▶ _Page excerpt_
_ _ _ _
2006-11-24 Thread Antje
Still, there is one problem. The SD-Values don't fit to the bar they 
belong to. I made the following experiment:

 > data1 <- c(2,4,6,2,5)
 > data2 <- data1
 > sd1 <- c(0.5,1,1.5,1,2)
 > sd2 <- sd1
 > tab <- do.call(rbind, list(data1, data2))
 > etype <- c(sd1,sd2)
 > b <- barplot(tab, beside=T)
 > arrows(unlist(b), unlist(tab) - etype, unlist(b),  unlist(tab) + 
etype, code=3)

I expect the bars with the same height and the same stddev. The height 
is okay, but the stddev is messed up...

if I do it like this:

etype <- matrix(c(sd1,sd2), nrow=2, byrow=TRUE)

it works (but maybe there is an easier way...)

Antje




Jacques VESLOT schrieb:
> thought sd1, sd2... were scalars but if not just do:
> etype <- c(sd1, sd2, sd3, sd4)
> ---
> Jacques VESLOT
> 
> CNRS UMR 8090
> I.B.L (2ème étage)
> 1 rue du Professeur Calmette
> B.P. 245
> 59019 Lille Cedex
> 
> Tel : 33 (0)3.20.87.10.44
> Fax : 33 (0)3.20.87.10.31
> 
> http://www-good.ibl.fr
> ---
> 
> 
> Antje a écrit :
>> Thank you very much for your help.
>> I just don't understand the following line (which also gives me a 
>> dimension error later in the arrows command)
>>
>> etype <- rep(c(sd1, sd2, sd3, sd4), length(data1))
>>
>> Antje
>>
>> (I don't see my emails to the mailinglist anymore... just the answers 
>> from other people... I don't understand???)
>>
>>
>> Jacques VESLOT schrieb:
>>
>>> tab <- do.call(rbind, list(data1, data2, data3, data4))
>>> etype <- rep(c(sd1, sd2, sd3, sd4), length(data1))
>>> b <- barplot(tab, beside=T)
>>> arrows(unlist(b), unlist(tab) - etype, unlist(b),  unlist(tab) + 
>>> etype, code=3)
>>> ---
>>> Jacques VESLOT
>>>
>>> CNRS UMR 8090
>>> I.B.L (2ème étage)
>>> 1 rue du Professeur Calmette
>>> B.P. 245
>>> 59019 Lille Cedex
>>>
>>> Tel : 33 (0)3.20.87.10.44
>>> Fax : 33 (0)3.20.87.10.31
>>>
>>> http://www-good.ibl.fr
>>> ---
>>>
>>> Antje a écrit :
>>>
 hello,

 I would like to create the following barplot:

 I have 4 different data sets (same length + stddev for each data point)
_ _ _ _
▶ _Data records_
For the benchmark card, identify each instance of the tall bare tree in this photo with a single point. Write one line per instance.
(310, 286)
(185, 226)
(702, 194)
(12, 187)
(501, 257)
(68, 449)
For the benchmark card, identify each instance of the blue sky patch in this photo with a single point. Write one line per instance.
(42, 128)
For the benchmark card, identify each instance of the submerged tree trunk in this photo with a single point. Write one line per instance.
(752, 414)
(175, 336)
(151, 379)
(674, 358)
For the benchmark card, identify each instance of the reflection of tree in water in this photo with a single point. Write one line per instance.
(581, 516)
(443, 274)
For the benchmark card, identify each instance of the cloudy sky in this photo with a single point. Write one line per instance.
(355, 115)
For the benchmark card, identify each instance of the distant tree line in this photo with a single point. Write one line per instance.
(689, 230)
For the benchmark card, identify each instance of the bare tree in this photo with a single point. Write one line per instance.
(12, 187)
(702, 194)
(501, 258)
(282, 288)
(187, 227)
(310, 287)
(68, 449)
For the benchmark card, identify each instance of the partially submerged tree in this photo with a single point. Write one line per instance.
_ _ _ _
▶ _Stated exercise A_
Can you write out the barplot thread word for word, starting at "2006-11-24 Thread Antje" and ending at "sd1 <- c(0.5,1,1.5,1,2)"?
▶ _Stated exercise B_
Can you multiply every point coordinate by 1.6 in the data rows, starting at the row that contains "For the benchmark card, identify each instance of the distant" and ending at the last row, and round each result to a whole number with halves going up? Give back only those rows, each written in full, with the new coordinates in place.

▶ _Written answer A_
2006-11-24 Thread Antje
Still, there is one problem. The SD-Values don't fit to the bar they 
belong to. I made the following experiment:

 > data1 <- c(2,4,6,2,5)
 > data2 <- data1
 > sd1 <- c(0.5,1,1.5,1,2)

▶ _Written answer B_
For the benchmark card, identify each instance of the distant tree line in this photo with a single point. Write one line per instance.
(1102, 368)
For the benchmark card, identify each instance of the bare tree in this photo with a single point. Write one line per instance.
(19, 299)
(1123, 310)
(802, 413)
(451, 461)
(299, 363)
(496, 459)
(109, 718)
For the benchmark card, identify each instance of the partially submerged tree in this photo with a single point. Write one line per instance.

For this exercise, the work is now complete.